> _TASK STATEMENT_
Please rewrite the rows below, changing "QA team" to "review team" and keeping everything else the same.

%%

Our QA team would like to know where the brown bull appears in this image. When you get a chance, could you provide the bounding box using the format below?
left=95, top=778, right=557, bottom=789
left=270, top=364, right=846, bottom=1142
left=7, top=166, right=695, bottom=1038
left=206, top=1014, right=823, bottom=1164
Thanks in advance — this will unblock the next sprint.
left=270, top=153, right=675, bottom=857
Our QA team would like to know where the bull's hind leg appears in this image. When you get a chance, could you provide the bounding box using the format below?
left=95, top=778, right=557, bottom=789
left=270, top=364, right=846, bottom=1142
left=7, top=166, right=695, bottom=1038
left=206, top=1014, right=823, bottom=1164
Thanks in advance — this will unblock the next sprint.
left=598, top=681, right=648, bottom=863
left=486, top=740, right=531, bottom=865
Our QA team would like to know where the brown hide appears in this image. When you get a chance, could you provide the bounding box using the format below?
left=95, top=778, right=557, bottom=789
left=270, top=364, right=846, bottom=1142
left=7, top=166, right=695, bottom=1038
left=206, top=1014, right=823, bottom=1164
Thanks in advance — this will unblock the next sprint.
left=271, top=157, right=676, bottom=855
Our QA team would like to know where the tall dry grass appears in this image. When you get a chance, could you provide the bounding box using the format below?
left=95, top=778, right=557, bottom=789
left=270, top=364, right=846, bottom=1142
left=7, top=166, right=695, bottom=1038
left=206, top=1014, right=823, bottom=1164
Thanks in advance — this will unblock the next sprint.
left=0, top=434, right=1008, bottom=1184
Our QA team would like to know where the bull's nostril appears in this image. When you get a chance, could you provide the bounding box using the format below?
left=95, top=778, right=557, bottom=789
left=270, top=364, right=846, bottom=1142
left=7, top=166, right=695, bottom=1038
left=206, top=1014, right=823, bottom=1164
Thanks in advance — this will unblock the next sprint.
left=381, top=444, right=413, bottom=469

%%

> _FINISHED EXERCISE_
Our review team would like to know where the brown bull appears in this image. When you get a chance, could you provide the bounding box using the format below?
left=95, top=778, right=557, bottom=789
left=270, top=364, right=846, bottom=1142
left=7, top=166, right=695, bottom=1038
left=206, top=1014, right=823, bottom=1164
Thanks in advance — this will unblock the next sprint.
left=270, top=153, right=675, bottom=857
Our review team would like to know where the bull's hind leg appears in this image. When you get a chance, could you provide the bounding box using the format below?
left=95, top=778, right=557, bottom=789
left=270, top=364, right=846, bottom=1142
left=7, top=166, right=695, bottom=1038
left=206, top=1014, right=823, bottom=1164
Thanks in advance — this will unblock the next sprint.
left=598, top=681, right=648, bottom=863
left=486, top=740, right=531, bottom=865
Our review team would like to know where the brown hide appears in this image. When you get a chance, could you provide the bounding box using the format below?
left=95, top=778, right=557, bottom=789
left=270, top=364, right=846, bottom=1142
left=7, top=166, right=695, bottom=1038
left=206, top=1014, right=823, bottom=1164
Thanks in advance — this will unblock the next sprint.
left=271, top=157, right=676, bottom=855
Our review team would like to know where the tall dry grass appears in this image. When you get a chance, could you provide the bounding box using the format below?
left=95, top=778, right=557, bottom=789
left=270, top=364, right=846, bottom=1142
left=7, top=166, right=695, bottom=1038
left=206, top=1014, right=823, bottom=1164
Thanks in advance — this will unblock the next sprint.
left=0, top=434, right=1008, bottom=1184
Our review team would like to know where the bull's nostril appears in this image. When you get a chance, could you provide the bounding box using the format below?
left=95, top=778, right=557, bottom=789
left=270, top=364, right=846, bottom=1142
left=7, top=166, right=695, bottom=1038
left=206, top=1014, right=823, bottom=1164
Thanks in advance — this will unblock the next sprint.
left=381, top=444, right=413, bottom=469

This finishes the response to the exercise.